Task description. Reproduce the lines from the one containing "of the building" through the last line, replacing "audit" with "review" and leaving everything else unchanged.

begin Dataset entries

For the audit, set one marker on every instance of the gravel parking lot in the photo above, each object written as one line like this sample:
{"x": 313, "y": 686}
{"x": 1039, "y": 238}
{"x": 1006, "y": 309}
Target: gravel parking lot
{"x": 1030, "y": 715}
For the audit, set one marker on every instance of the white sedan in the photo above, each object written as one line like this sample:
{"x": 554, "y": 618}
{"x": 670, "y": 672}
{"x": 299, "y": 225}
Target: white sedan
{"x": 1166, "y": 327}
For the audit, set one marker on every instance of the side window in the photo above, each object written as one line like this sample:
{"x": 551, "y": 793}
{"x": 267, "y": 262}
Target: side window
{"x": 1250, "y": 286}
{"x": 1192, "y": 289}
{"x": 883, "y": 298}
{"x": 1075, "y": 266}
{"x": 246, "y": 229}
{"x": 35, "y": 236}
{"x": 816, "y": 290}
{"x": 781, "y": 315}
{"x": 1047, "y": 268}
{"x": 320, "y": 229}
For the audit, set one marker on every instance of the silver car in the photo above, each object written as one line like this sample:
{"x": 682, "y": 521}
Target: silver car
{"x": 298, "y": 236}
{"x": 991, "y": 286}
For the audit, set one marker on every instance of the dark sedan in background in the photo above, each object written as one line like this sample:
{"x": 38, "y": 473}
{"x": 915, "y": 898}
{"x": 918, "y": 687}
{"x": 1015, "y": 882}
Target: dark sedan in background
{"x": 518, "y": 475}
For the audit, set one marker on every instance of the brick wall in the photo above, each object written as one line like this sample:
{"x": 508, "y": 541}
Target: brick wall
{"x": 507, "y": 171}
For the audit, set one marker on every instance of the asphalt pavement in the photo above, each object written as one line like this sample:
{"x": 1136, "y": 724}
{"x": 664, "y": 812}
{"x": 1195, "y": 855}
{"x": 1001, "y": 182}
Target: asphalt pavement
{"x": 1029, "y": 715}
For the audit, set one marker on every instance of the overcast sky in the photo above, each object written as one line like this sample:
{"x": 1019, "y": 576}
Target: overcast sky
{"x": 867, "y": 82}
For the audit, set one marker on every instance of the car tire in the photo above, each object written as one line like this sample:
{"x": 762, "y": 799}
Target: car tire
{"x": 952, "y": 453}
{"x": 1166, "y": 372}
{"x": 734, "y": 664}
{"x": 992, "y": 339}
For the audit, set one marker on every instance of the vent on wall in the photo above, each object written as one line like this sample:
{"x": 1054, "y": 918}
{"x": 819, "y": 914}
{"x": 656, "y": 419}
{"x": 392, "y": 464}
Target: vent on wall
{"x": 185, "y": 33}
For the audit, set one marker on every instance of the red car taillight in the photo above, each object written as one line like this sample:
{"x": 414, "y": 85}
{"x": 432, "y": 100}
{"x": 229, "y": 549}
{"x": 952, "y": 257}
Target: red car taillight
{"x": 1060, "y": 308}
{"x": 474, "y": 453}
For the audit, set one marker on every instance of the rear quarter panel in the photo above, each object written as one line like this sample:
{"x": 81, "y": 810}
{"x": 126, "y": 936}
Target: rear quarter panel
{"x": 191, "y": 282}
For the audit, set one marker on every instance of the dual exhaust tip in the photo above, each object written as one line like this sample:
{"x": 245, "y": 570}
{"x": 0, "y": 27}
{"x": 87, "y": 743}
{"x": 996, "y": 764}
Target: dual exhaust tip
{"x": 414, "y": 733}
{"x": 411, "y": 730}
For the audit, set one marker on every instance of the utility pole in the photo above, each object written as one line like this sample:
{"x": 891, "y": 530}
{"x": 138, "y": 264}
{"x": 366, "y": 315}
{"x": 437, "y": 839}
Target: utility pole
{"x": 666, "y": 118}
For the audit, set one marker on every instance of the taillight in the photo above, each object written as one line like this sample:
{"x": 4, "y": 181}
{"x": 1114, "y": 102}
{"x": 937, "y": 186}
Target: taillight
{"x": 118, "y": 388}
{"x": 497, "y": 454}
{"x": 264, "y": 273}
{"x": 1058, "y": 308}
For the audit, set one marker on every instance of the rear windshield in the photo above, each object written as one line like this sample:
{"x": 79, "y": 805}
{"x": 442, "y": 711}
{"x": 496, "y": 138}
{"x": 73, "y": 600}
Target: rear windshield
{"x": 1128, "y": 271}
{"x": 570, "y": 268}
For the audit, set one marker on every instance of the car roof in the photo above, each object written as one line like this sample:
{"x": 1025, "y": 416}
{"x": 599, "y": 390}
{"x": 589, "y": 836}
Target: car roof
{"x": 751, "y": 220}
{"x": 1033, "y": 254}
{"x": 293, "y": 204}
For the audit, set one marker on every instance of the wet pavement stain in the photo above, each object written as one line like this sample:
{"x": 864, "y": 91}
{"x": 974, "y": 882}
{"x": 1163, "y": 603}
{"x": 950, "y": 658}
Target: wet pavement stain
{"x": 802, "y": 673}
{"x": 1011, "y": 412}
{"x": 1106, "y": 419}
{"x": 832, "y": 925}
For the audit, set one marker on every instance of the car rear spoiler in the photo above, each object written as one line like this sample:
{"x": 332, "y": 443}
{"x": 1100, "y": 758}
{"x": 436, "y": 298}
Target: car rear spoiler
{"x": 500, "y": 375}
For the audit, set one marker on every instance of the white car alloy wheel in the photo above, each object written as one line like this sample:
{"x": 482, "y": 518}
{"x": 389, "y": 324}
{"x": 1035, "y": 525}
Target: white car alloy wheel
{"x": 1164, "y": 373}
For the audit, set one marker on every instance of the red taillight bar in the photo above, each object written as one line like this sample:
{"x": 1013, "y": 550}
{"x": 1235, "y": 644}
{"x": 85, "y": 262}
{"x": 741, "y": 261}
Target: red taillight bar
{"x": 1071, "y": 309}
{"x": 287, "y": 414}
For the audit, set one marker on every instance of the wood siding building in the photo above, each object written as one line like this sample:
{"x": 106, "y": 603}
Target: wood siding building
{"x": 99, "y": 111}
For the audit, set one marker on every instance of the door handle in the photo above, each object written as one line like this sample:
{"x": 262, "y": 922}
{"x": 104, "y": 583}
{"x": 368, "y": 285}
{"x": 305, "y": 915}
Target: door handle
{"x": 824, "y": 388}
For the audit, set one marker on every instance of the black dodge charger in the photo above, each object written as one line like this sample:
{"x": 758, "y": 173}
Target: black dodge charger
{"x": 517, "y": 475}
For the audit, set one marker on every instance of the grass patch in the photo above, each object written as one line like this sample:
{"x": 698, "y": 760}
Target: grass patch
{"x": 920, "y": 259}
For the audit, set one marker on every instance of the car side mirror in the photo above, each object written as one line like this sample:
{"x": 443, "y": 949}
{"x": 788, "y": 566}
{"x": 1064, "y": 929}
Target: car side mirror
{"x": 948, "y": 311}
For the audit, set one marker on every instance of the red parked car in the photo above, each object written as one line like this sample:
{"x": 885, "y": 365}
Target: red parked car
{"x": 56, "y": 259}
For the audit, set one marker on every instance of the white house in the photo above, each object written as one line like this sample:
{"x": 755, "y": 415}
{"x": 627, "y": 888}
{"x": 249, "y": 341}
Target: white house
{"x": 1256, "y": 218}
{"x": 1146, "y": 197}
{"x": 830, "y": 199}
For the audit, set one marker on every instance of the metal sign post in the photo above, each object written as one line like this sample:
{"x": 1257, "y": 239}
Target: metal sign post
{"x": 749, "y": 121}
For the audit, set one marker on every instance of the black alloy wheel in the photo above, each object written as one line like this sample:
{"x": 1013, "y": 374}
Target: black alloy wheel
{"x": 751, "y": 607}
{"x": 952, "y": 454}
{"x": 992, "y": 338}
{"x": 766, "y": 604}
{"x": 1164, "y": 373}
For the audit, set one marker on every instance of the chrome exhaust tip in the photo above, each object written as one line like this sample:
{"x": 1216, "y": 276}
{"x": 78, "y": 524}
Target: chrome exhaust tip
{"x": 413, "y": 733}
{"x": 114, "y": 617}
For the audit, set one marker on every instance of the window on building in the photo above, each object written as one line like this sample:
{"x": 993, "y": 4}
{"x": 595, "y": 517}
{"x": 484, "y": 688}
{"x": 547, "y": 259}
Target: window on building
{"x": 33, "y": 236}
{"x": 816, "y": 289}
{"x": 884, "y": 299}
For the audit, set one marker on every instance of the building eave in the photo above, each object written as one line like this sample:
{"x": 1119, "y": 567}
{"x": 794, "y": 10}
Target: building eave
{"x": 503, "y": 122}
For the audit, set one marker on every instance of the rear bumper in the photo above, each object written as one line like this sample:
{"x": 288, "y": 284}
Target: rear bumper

end Dataset entries

Worked answer.
For the review, set one marker on every instance of the building eave in the photo above, each object written as one line like this sample:
{"x": 1119, "y": 567}
{"x": 794, "y": 10}
Target: building eave
{"x": 503, "y": 122}
For the review, set one marker on every instance of the rear bumper in the photo above, each object written as one line like this sample:
{"x": 288, "y": 284}
Target: rear bumper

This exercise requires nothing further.